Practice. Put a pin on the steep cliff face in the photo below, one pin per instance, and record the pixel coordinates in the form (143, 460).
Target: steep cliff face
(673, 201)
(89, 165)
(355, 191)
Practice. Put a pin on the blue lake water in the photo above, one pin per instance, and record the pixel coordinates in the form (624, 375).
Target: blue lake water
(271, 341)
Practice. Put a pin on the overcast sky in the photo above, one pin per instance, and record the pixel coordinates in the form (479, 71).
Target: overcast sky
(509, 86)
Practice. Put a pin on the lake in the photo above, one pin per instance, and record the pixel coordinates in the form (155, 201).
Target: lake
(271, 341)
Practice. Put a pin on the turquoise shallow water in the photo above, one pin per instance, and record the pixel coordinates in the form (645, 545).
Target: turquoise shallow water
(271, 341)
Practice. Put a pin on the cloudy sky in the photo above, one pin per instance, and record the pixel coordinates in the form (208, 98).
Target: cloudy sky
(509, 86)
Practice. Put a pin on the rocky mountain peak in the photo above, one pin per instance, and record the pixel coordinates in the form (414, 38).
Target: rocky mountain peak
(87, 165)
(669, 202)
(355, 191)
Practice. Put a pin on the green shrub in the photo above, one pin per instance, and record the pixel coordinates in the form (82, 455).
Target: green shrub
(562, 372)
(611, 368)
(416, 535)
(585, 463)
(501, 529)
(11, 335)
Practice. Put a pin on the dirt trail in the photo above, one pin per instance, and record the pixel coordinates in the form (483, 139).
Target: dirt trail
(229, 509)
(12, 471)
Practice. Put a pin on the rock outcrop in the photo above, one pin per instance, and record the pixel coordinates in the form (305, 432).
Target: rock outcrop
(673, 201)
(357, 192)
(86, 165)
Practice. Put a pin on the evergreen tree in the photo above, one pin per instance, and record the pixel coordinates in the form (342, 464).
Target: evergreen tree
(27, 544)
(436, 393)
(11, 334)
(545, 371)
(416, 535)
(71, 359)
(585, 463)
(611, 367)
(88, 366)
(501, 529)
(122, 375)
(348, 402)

Work to do:
Quote the entire material above word for word, changing nothing.

The output:
Practice. Put a pin on the steep cliff face in the photo below, one pin per instance, and record the pixel coordinates in the form (143, 460).
Target: steep cliff face
(673, 201)
(89, 165)
(355, 191)
Practice. Put a pin on the blue lake water in the photo above, one pin per instance, and record the pixel coordinates in the form (624, 375).
Target: blue lake water
(271, 341)
Practice. Put a pin on the overcast sky in the photo above, one pin per instance, and record the pixel coordinates in the form (479, 71).
Target: overcast sky
(509, 86)
Practice. Put a pin on the lake in the photo above, one pin per instance, and record the pixel coordinates in the form (155, 201).
Target: lake
(271, 341)
Practice. Put a pin on the turquoise shallow water in the photo above, one pin per instance, and record the pixel coordinates in the form (645, 545).
Target: turquoise shallow water
(271, 341)
Practice. Put a pin on the cloudy sky in the photo above, one pin per instance, and record the pixel coordinates in the form (208, 98).
Target: cloudy sky
(509, 86)
Practice. Put a pin on the rocky mountain peak in the photo above, one pin per instance, and record the pixel coordinates in the form (414, 38).
Target: rocky mountain peak
(87, 165)
(669, 202)
(355, 191)
Practice. Put a pin on the green shrub in the photo above, one pin per instance, and record the pixel coordinates in the form (82, 455).
Target: green shrub
(562, 372)
(611, 368)
(416, 535)
(585, 463)
(501, 529)
(11, 335)
Practice. Put a pin on the dirt trail in the photo above, one pin per instance, and record the pixel coordinates in the form (483, 139).
Target: dirt trail
(229, 509)
(12, 471)
Practice. Put a pin on the rock outcrop in the photo above, one pin per instance, and record the pixel coordinates in the form (305, 432).
Target: rock outcrop
(673, 201)
(357, 192)
(86, 165)
Practice. Put a pin on the evergreen tree in the photo above, one pin per instance, and record the pixel coordinates in the form (342, 464).
Target: evergreen tree
(27, 544)
(436, 393)
(11, 334)
(545, 371)
(416, 535)
(71, 359)
(585, 463)
(611, 367)
(88, 366)
(501, 529)
(122, 375)
(348, 402)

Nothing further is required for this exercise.